Text for analysis:
FIGURE 17.2: Locations of 65 saplings of Japanese pine in a natural stand.

Trees in a forest

Spatial point patterns can also have an associated value, and these are called marked point patterns. An example of marked point pattern is given by the longleaf data from spatstat which contains locations of 584 trees in a forest of longleaf pine trees in Georgia, USA, along with their diameter at breast height (dbh), a convenient surrogate measure of size and age (Figure 17.3). Here, it would be interesting to understand the spatial variation in the density and age of trees.

longleaf
Marked planar point pattern: 584 points
marks are numeric, of storage type  'double'
window: rectangle = [0, 200] x [0, 200] metres
plot(longleaf)
axis(1)
axis(2)
Locations and diameters of 584 trees in a forest of longleaf pine trees in Georgia, USA.

FIGURE 17.3: Locations and diameters of 584 trees in a forest of longleaf pine trees in Georgia, USA.

Dataset excerpts:
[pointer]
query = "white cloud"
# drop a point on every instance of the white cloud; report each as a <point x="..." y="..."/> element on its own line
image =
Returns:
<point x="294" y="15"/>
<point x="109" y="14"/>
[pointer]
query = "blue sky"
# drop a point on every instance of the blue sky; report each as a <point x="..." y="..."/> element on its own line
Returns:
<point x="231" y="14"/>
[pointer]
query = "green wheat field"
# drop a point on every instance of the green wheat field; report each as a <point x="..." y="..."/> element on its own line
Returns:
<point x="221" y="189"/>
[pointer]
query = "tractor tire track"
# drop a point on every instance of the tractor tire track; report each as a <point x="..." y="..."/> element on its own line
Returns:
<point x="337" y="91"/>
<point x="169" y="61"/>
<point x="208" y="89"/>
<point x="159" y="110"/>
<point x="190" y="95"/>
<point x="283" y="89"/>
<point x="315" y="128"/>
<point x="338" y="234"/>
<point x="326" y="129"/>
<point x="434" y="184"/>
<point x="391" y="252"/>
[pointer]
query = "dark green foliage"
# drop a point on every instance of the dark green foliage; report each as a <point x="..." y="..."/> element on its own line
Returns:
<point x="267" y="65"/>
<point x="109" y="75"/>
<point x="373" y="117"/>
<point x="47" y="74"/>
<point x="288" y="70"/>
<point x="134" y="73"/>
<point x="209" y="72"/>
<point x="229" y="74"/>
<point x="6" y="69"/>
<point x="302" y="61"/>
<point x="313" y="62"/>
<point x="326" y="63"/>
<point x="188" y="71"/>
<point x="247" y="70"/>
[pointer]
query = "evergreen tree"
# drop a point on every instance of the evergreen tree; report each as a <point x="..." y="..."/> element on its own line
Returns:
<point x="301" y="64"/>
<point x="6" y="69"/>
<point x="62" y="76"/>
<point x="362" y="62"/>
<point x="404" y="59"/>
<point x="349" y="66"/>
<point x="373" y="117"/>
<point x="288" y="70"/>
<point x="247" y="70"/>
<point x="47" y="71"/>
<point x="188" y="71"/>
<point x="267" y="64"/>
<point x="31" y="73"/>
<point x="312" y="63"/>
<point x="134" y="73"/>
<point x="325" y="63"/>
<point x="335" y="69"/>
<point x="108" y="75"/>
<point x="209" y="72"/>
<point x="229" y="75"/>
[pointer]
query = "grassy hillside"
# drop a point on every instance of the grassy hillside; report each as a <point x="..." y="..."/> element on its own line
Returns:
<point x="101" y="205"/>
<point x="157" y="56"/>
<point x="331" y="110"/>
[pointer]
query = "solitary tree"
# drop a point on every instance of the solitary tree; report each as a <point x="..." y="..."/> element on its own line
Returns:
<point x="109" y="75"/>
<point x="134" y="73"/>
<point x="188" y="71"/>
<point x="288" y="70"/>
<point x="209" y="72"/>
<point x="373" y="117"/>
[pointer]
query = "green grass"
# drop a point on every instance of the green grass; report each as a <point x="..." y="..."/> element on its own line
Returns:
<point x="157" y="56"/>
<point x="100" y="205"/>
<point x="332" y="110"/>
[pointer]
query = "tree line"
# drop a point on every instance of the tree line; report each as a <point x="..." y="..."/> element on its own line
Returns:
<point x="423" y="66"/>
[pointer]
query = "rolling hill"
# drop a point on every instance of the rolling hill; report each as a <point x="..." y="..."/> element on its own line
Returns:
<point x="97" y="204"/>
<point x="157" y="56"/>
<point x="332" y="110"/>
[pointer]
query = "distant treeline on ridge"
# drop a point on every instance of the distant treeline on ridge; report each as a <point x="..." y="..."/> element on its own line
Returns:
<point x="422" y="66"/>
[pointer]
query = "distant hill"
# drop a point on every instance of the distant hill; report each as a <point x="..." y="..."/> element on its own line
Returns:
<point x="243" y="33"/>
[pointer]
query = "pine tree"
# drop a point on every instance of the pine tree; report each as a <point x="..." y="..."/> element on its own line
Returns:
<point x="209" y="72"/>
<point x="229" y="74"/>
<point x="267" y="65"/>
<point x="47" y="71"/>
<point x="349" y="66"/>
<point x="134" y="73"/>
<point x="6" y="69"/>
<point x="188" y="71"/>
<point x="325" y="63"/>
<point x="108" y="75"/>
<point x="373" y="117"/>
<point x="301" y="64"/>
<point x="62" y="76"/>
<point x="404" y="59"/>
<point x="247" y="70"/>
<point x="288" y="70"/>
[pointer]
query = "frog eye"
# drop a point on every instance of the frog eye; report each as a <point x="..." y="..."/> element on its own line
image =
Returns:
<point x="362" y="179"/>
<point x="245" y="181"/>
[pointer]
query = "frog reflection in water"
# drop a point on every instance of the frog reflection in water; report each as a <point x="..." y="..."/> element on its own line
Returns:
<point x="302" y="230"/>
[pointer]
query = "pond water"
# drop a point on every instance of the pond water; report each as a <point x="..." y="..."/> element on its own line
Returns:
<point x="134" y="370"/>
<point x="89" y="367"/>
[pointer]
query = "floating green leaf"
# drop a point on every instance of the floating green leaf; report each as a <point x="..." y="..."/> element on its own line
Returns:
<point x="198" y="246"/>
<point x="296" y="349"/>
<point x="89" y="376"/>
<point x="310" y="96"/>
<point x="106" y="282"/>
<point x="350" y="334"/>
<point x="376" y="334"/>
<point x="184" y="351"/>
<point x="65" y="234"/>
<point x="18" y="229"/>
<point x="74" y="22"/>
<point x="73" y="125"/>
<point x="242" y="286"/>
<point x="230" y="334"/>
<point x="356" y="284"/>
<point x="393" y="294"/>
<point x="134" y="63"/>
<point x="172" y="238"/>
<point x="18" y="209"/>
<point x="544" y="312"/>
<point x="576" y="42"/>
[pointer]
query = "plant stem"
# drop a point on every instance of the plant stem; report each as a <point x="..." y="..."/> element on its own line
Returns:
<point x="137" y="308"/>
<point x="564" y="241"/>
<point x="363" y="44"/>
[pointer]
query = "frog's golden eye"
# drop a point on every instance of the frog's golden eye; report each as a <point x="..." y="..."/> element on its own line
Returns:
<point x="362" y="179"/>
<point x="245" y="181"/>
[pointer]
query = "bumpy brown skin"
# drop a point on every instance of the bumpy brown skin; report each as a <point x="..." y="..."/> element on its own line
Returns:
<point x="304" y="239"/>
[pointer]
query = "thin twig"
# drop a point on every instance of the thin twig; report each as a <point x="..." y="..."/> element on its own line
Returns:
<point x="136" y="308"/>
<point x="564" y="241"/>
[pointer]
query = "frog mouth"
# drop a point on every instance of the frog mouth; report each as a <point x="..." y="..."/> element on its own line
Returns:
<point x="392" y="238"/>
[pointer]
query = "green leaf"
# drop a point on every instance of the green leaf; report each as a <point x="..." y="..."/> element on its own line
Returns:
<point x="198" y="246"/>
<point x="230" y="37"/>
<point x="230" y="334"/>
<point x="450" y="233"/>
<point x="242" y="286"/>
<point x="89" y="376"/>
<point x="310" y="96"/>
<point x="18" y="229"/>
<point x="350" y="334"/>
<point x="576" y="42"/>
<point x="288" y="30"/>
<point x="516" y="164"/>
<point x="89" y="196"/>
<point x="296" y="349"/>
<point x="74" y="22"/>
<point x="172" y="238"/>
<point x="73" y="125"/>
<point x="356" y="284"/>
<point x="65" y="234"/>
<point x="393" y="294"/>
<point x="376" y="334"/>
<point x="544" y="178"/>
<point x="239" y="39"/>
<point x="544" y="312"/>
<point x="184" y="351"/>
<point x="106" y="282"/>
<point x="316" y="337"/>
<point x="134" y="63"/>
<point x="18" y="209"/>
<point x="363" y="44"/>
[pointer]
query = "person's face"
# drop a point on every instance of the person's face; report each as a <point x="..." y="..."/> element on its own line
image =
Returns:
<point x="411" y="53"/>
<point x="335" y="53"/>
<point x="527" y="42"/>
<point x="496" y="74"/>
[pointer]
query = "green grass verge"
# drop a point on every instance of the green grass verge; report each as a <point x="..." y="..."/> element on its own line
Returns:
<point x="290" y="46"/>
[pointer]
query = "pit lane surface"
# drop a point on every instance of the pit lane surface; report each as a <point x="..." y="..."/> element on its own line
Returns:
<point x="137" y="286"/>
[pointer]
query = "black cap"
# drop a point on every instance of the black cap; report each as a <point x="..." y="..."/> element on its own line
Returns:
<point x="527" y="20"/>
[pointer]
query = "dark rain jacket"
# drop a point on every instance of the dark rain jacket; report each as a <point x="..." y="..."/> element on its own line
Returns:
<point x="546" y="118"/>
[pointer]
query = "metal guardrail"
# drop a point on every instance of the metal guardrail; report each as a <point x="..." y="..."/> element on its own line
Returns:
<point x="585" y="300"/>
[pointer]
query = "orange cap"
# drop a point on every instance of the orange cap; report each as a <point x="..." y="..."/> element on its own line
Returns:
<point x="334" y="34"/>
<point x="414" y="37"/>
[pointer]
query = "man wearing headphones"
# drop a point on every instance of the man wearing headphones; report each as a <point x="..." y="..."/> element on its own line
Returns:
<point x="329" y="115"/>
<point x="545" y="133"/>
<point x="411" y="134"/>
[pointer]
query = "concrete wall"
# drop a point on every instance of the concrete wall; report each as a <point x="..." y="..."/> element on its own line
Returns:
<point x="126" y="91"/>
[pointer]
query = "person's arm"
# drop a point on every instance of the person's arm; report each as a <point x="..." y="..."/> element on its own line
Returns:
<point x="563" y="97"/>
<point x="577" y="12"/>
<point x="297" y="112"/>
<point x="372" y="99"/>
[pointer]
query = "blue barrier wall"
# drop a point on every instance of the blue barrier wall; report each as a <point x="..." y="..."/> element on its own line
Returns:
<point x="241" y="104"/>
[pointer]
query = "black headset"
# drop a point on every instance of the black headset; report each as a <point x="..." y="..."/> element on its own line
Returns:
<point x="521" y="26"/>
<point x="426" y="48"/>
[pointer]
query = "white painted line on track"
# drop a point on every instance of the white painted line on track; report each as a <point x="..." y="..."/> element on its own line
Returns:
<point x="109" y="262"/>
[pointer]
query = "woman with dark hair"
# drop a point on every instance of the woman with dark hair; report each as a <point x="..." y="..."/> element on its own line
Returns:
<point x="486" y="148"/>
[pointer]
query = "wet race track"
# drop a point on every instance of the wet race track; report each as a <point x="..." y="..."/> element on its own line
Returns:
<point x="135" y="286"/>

Exercise instructions: What are all the function calls with parentheses that appear in the text on spatial point patterns? The material above comes from a separate source and is unrelated to the text on spatial point patterns.

Written solution:
plot(longleaf)
axis(1)
axis(2)